◆ What the task asks ◆
Rewrite the items below, changing every "written as in this sample" to "formatted like this sample" and keeping everything else unchanged. Leave the pictures out.

◆ Dataset entries ◆

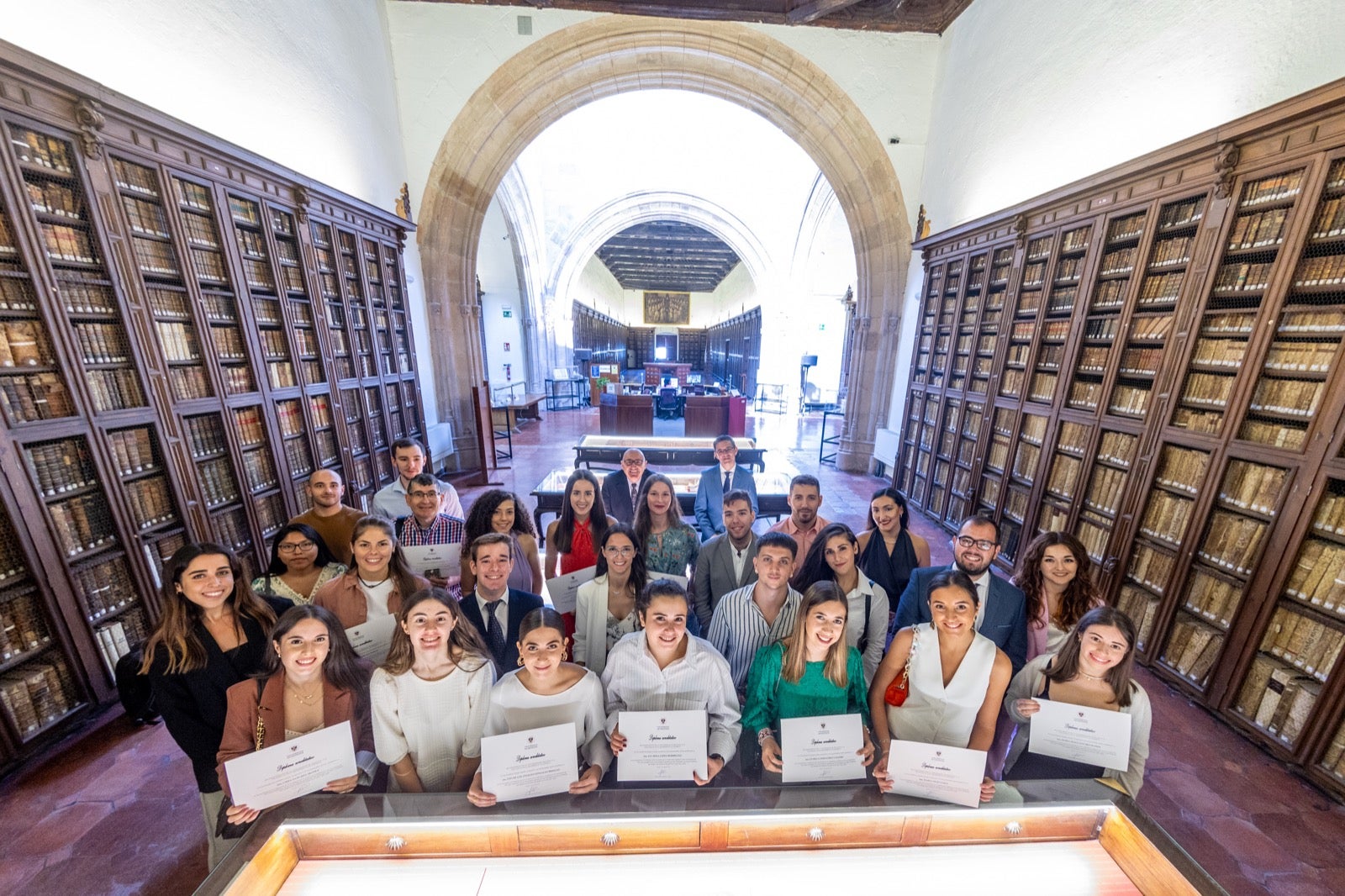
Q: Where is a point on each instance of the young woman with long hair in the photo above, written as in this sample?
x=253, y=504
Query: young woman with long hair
x=300, y=564
x=212, y=635
x=541, y=689
x=309, y=680
x=604, y=609
x=430, y=696
x=667, y=542
x=831, y=557
x=1094, y=667
x=813, y=672
x=377, y=580
x=1055, y=575
x=504, y=512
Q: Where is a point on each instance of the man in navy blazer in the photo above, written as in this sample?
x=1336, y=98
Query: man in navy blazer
x=491, y=561
x=618, y=485
x=1002, y=615
x=709, y=494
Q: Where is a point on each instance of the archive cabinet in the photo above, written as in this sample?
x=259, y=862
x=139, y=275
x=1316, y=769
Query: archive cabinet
x=186, y=333
x=1152, y=361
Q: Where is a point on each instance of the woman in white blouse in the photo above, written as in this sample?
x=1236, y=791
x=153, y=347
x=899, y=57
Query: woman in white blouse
x=545, y=692
x=604, y=609
x=430, y=696
x=666, y=669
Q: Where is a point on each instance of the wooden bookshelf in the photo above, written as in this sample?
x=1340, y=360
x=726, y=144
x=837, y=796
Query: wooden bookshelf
x=186, y=333
x=1152, y=360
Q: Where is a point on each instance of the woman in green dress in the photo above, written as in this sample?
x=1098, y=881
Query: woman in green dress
x=813, y=672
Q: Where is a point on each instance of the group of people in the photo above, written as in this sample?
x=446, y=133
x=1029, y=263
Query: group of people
x=797, y=622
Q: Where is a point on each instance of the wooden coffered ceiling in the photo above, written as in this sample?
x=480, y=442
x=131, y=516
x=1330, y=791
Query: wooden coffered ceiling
x=667, y=256
x=930, y=17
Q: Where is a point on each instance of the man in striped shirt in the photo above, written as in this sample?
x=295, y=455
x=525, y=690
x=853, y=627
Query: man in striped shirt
x=428, y=526
x=760, y=614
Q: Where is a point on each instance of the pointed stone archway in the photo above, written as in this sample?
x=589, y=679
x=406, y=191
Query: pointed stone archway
x=618, y=54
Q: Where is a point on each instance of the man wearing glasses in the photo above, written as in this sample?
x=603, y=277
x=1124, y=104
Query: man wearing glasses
x=1001, y=613
x=719, y=481
x=622, y=488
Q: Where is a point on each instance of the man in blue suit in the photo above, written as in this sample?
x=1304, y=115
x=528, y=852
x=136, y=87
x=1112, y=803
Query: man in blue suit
x=717, y=482
x=1002, y=615
x=491, y=561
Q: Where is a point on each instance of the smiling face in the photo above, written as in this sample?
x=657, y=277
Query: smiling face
x=1059, y=566
x=665, y=625
x=1100, y=647
x=824, y=627
x=502, y=519
x=428, y=625
x=208, y=582
x=582, y=498
x=541, y=651
x=840, y=555
x=372, y=548
x=952, y=611
x=659, y=499
x=303, y=650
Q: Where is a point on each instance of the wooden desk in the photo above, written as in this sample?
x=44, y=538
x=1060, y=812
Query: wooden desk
x=667, y=452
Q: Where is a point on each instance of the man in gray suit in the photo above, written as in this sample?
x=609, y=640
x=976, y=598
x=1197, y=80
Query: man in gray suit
x=725, y=561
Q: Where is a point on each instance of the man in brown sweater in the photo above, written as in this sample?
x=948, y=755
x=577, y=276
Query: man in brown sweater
x=334, y=521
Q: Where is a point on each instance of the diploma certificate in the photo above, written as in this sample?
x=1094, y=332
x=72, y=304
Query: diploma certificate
x=562, y=589
x=663, y=746
x=443, y=561
x=293, y=768
x=931, y=771
x=822, y=748
x=1082, y=734
x=530, y=763
x=373, y=636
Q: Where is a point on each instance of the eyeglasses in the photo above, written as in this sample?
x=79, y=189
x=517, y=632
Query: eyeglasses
x=984, y=544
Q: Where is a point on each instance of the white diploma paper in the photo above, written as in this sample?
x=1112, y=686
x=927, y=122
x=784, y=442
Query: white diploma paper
x=373, y=636
x=1082, y=734
x=931, y=771
x=820, y=748
x=564, y=588
x=530, y=763
x=444, y=561
x=663, y=746
x=293, y=768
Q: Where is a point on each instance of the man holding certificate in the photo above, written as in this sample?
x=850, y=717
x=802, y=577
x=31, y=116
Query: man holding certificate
x=428, y=529
x=672, y=709
x=813, y=674
x=1079, y=712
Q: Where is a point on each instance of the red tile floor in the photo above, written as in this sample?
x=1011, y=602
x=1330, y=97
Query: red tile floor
x=114, y=809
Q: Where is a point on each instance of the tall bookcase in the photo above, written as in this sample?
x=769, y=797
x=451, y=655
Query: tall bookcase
x=1152, y=360
x=186, y=333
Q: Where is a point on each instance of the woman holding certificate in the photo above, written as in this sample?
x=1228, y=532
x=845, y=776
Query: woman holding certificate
x=377, y=582
x=548, y=692
x=498, y=510
x=430, y=696
x=813, y=672
x=300, y=564
x=954, y=678
x=604, y=609
x=1093, y=669
x=665, y=669
x=309, y=680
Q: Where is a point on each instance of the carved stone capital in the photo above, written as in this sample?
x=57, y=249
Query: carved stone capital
x=89, y=118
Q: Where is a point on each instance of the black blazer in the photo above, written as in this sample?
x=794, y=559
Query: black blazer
x=521, y=603
x=616, y=495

◆ Exercise solution ◆
Q: Where is a point on each instance of the young woman with long hair in the photo above, formatted like this sample?
x=253, y=504
Query: young woman with long hair
x=300, y=564
x=212, y=635
x=541, y=689
x=309, y=680
x=604, y=609
x=430, y=696
x=667, y=542
x=831, y=557
x=1094, y=667
x=813, y=672
x=377, y=580
x=1055, y=575
x=504, y=512
Q: Where is a point on each instance of the man in navy blazer in the photo above, formatted like this sample?
x=1336, y=98
Query: man in navy blazer
x=491, y=561
x=618, y=485
x=1002, y=615
x=709, y=494
Q: Where is a point on each instance of the archive cabinet in the photo above, formatted like this sample?
x=259, y=862
x=139, y=275
x=1316, y=769
Query: archive cabinet
x=186, y=333
x=1152, y=361
Q: Where is a point on each instance of the woman in white blouse in the photo above, formatted like this sample?
x=1236, y=791
x=153, y=347
x=899, y=57
Query: woman in white blouse
x=545, y=692
x=604, y=609
x=430, y=696
x=666, y=669
Q: Where is a point on each instance of the wooden bookshelf in the photo above, formatted like this sample?
x=1340, y=360
x=726, y=144
x=837, y=796
Query: wooden bookshelf
x=186, y=333
x=1152, y=360
Q: Where is a point on each instance of the woman in green dress in the photo above, formatted like this sample?
x=1098, y=881
Query: woman in green dress
x=813, y=672
Q: Where is a point on each instance of the group of people in the photo above, formatted like this sample?
x=446, y=133
x=1029, y=263
Query: group of people
x=797, y=622
Q: Where is a point on each instance of the wooden coffered ceiling in the photo above, formatted like this sample?
x=480, y=442
x=131, y=516
x=1330, y=791
Query: wooden coffered ceiling
x=667, y=256
x=930, y=17
Q: Where is a point on each instance of the man in striped shirt in the photo above, formatted like this sample?
x=295, y=455
x=525, y=690
x=853, y=627
Query: man in striped shirt
x=428, y=526
x=760, y=614
Q: Where is a point on each instance of the pointed stone archway in the photo above, formatted like this sample?
x=589, y=679
x=406, y=191
Query: pointed stone archway
x=618, y=54
Q: Where is a point on each instance of the man wearing glasses in the photo above, formatted like this sample?
x=603, y=277
x=1124, y=104
Query: man wearing glasses
x=1001, y=613
x=719, y=481
x=622, y=488
Q: Where is a point on each instance of the man in blue suit in the photo above, formatted like this sample?
x=1304, y=115
x=528, y=852
x=136, y=87
x=1112, y=803
Query: man in blue suit
x=717, y=482
x=1002, y=615
x=491, y=561
Q: Where is a point on each instance of the smiling face in the photo above, formatted like this sample?
x=657, y=277
Query: smiling face
x=1059, y=566
x=665, y=625
x=1100, y=647
x=824, y=627
x=502, y=519
x=428, y=625
x=208, y=582
x=582, y=498
x=541, y=651
x=840, y=555
x=372, y=548
x=952, y=611
x=659, y=499
x=303, y=650
Q: Where is a point on each instance of the wooden desk in the photo above, formatted like this sample?
x=44, y=538
x=1060, y=812
Query: wooden desk
x=667, y=452
Q: Where is a point on each instance of the man in gray suit in the photo above, formatted like this sample?
x=609, y=640
x=976, y=598
x=1197, y=80
Query: man in gray suit
x=725, y=561
Q: Where is a point on each instance of the man in brown sweater in the photo above, formatted like this sample?
x=948, y=755
x=577, y=276
Query: man in brown sweater
x=334, y=521
Q: Where is a point on each instance of the diploma certificate in the photo above, formatted like this sample?
x=1094, y=332
x=72, y=304
Query: diploma certificate
x=562, y=589
x=663, y=746
x=443, y=561
x=293, y=768
x=931, y=771
x=822, y=748
x=1082, y=734
x=530, y=763
x=373, y=636
Q: Where is a point on each instance of the eyeglasses in the photo above, formatted like this sample?
x=79, y=189
x=517, y=632
Query: eyeglasses
x=984, y=544
Q: Where is a point on each instance of the white diploma paper in the photo above, formatted like this sample?
x=1112, y=686
x=927, y=122
x=784, y=442
Query: white diploma paper
x=373, y=636
x=1082, y=734
x=931, y=771
x=820, y=748
x=564, y=588
x=530, y=763
x=444, y=561
x=663, y=746
x=293, y=768
Q: Where is a point on each instance of the man holding certificate in the photo above, formatted like this sample?
x=850, y=717
x=802, y=577
x=31, y=116
Query: man holding certificate
x=428, y=529
x=672, y=709
x=813, y=674
x=1079, y=712
Q: Where is a point on each instance of the red tile floor in the photo above, formatted like this sample?
x=1011, y=602
x=1330, y=97
Query: red tile floor
x=114, y=809
Q: Where is a point on each instance of the tall bookcase in the photo above, formatted like this sample?
x=769, y=797
x=451, y=655
Query: tall bookcase
x=1152, y=360
x=186, y=333
Q: Where is a point on each instance of the woman holding certificate in the photo above, formatted like this sample?
x=1228, y=532
x=845, y=776
Query: woman holding certificate
x=377, y=582
x=548, y=692
x=498, y=510
x=430, y=696
x=813, y=672
x=300, y=564
x=954, y=678
x=604, y=609
x=1093, y=669
x=665, y=669
x=309, y=680
Q: Where is a point on each instance of the carved stone capital in the photo above, formatted like this sample?
x=57, y=249
Query: carved stone capital
x=89, y=118
Q: Where is a point on each instance of the black blazer in the photo above, formatted like this sample?
x=794, y=559
Query: black blazer
x=521, y=603
x=616, y=495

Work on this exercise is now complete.